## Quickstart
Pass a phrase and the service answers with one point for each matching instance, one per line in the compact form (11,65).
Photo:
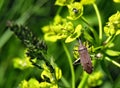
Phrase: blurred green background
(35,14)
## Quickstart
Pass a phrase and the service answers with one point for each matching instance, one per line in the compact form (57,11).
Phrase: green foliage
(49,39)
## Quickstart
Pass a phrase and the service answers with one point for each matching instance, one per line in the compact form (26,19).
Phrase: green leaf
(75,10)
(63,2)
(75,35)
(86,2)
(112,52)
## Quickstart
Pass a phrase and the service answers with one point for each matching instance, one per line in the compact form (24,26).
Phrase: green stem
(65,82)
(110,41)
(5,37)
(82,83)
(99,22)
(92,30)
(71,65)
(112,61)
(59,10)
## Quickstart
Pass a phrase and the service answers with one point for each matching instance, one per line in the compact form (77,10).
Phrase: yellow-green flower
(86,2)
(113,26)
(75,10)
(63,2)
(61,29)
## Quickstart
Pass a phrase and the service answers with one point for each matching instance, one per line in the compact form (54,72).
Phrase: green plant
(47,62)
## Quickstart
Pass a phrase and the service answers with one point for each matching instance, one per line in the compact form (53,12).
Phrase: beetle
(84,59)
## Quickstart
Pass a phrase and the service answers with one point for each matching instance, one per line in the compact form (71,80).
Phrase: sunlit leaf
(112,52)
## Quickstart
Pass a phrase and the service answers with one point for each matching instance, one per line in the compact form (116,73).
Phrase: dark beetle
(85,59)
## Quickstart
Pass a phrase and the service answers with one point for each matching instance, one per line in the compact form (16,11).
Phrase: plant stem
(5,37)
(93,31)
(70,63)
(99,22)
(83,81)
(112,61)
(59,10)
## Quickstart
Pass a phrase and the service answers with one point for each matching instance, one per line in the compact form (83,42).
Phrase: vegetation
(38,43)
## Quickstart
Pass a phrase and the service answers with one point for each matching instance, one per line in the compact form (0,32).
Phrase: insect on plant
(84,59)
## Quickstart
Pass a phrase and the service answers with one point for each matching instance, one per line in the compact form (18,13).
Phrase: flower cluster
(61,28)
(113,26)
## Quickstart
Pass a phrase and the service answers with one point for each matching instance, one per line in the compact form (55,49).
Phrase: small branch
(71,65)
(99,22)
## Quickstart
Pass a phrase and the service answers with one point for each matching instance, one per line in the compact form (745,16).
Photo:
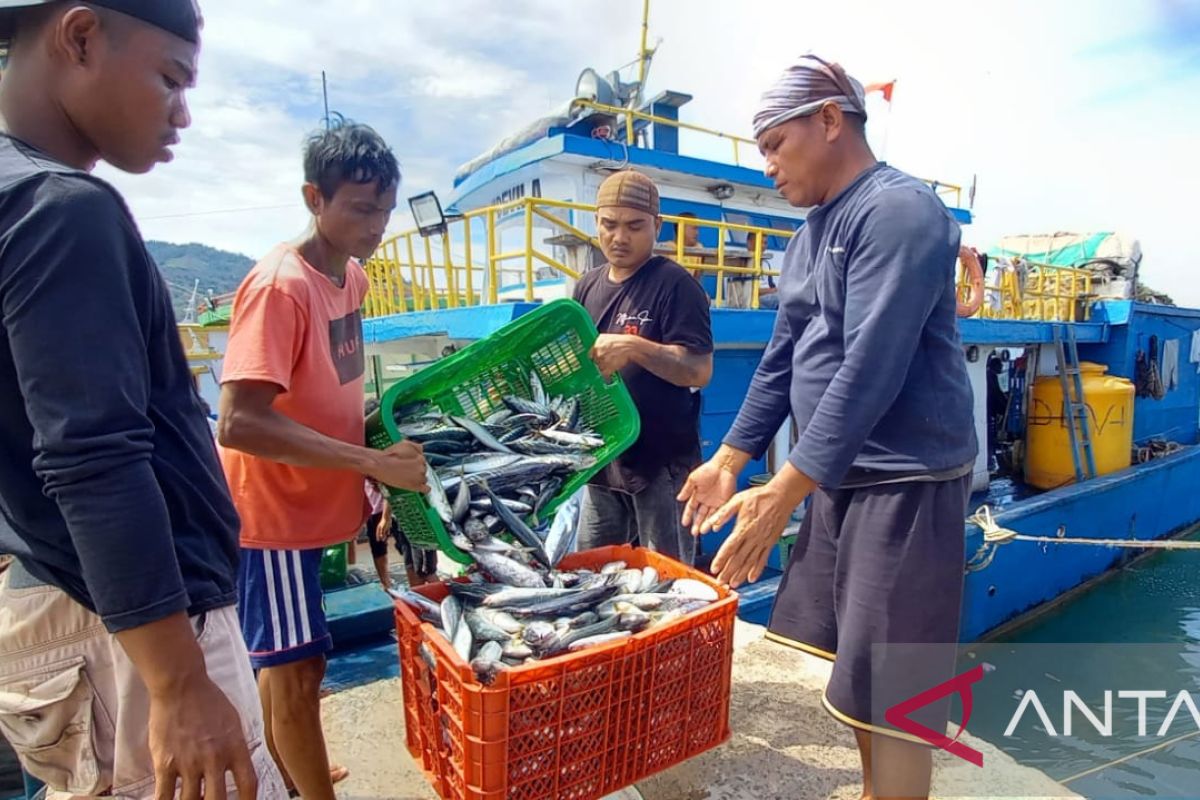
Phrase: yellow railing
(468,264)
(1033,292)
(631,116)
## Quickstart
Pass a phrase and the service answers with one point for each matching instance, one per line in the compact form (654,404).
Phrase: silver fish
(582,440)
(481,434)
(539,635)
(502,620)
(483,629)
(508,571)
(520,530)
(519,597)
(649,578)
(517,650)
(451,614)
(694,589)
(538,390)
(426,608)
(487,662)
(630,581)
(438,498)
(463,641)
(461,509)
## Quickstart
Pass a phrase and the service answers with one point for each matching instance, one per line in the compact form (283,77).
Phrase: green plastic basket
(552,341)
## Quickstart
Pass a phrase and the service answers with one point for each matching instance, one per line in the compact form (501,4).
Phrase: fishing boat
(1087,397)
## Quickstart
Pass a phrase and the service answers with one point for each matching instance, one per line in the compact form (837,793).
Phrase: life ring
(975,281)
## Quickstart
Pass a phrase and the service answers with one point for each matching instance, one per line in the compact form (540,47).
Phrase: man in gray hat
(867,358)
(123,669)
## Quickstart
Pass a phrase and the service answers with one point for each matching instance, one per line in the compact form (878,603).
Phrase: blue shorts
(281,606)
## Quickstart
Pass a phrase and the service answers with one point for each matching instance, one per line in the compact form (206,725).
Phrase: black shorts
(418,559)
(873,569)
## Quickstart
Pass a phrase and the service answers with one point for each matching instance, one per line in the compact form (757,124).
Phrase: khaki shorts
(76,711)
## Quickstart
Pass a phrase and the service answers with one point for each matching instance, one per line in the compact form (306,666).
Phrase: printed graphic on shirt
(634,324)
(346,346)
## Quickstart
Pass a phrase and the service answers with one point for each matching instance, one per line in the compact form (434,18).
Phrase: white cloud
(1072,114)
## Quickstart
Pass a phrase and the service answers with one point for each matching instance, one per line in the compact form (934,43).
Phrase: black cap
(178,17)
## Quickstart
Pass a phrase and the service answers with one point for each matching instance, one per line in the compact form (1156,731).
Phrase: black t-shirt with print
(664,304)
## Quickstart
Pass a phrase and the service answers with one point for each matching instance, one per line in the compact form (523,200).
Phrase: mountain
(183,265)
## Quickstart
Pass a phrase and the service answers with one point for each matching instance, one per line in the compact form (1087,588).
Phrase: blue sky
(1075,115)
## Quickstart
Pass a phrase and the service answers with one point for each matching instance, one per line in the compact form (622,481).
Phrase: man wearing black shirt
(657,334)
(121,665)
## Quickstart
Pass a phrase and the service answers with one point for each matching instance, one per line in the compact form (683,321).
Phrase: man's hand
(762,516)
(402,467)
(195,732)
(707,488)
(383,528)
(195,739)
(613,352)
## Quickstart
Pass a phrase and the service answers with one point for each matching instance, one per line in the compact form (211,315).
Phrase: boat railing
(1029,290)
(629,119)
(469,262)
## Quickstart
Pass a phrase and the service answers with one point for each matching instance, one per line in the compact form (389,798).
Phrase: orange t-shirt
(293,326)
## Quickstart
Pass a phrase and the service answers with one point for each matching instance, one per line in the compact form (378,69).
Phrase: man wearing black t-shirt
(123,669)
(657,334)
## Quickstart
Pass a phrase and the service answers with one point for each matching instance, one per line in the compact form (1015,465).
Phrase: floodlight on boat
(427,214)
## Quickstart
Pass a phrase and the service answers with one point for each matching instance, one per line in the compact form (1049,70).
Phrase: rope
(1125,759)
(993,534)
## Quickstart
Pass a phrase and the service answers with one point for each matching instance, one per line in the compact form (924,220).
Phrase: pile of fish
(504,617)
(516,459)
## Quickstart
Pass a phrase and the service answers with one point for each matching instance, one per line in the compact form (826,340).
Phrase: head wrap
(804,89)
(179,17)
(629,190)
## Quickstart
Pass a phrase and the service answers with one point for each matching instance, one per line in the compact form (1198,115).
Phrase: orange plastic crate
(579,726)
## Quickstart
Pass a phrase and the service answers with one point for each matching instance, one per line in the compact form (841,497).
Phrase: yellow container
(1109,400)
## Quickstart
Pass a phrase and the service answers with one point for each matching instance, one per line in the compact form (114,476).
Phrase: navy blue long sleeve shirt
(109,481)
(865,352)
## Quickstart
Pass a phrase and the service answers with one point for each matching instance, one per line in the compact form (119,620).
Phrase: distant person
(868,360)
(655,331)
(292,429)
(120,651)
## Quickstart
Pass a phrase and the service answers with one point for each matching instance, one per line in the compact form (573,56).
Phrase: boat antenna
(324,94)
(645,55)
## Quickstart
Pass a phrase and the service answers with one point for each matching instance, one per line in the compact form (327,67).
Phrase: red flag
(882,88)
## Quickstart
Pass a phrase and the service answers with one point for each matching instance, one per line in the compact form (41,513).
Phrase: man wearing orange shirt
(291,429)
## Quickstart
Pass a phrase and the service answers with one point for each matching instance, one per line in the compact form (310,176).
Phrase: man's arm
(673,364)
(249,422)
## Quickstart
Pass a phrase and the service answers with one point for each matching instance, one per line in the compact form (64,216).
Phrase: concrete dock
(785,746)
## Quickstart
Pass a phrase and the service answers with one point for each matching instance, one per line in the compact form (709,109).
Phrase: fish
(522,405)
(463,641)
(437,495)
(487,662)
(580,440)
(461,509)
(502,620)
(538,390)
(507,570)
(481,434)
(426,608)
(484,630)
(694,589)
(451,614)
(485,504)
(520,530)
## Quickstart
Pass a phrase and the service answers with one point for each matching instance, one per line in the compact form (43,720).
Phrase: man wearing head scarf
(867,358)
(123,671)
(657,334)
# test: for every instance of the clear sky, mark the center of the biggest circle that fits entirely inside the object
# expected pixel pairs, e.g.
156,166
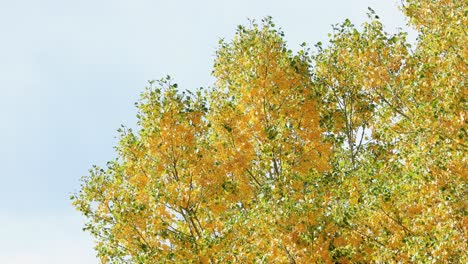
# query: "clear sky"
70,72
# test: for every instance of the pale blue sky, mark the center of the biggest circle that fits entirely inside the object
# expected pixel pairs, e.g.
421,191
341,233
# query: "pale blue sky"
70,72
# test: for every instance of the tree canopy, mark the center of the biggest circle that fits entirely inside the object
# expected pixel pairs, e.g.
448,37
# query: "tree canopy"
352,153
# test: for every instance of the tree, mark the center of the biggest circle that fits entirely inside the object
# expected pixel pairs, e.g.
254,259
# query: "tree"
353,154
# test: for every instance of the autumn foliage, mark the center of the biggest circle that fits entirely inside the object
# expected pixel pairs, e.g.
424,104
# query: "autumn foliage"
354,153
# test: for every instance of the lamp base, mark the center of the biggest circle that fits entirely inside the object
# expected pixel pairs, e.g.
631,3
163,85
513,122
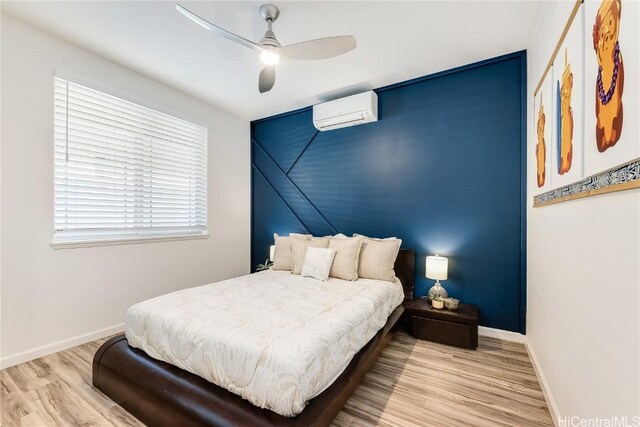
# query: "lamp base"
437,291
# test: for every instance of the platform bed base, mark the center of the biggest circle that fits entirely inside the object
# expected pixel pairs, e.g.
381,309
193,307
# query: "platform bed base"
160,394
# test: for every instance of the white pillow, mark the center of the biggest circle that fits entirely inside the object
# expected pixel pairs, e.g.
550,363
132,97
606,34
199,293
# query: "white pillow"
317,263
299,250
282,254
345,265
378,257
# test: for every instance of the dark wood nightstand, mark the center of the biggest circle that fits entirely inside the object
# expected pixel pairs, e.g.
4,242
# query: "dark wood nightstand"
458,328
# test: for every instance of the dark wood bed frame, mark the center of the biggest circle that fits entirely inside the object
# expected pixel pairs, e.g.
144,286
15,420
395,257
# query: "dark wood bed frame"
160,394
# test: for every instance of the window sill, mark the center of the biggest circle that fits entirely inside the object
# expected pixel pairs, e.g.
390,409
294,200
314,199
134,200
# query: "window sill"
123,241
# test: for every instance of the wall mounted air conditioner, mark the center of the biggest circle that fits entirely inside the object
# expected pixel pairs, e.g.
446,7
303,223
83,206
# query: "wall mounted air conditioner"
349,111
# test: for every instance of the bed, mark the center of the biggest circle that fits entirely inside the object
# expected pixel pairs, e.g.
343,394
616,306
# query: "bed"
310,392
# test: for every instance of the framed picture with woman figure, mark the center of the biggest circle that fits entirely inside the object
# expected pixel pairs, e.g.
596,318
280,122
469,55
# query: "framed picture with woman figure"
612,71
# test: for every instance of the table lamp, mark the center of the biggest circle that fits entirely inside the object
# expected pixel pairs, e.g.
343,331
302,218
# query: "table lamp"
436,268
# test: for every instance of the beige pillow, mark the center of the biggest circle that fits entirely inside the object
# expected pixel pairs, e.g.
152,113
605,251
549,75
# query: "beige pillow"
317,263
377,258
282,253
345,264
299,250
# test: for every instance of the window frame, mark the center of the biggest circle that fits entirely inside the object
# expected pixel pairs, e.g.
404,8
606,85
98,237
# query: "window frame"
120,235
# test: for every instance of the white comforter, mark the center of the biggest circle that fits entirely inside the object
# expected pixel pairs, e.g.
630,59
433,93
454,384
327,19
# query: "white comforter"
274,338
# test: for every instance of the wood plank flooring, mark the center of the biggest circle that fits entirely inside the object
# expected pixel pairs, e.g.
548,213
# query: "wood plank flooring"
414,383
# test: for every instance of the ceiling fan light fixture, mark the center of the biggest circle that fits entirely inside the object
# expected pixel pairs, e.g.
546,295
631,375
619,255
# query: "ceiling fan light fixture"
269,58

--

EXERCISE DETAILS: Write out, exactly, the lines of the material from the very first through the line containing "compact form (24,26).", and leave out every picture.

EXPECTED ANSWER:
## Quickstart
Pass a phrase and the service answers with one point for each matching instance, one per line in the compact form (11,65).
Photo:
Phrase: blurred green background
(35,14)
## Quickstart
Pass a phrase and the service answers with one point for each matching instance, one per line in the compact form (57,11).
Phrase: green foliage
(49,39)
## Quickstart
Pass a phrase and the service answers with one point for each matching instance, one per line in the compact form (26,19).
Phrase: green leaf
(75,10)
(63,2)
(75,35)
(86,2)
(112,52)
## Quickstart
Pass a phrase and the service answers with one point for each matching instance, one per line in the compact form (24,26).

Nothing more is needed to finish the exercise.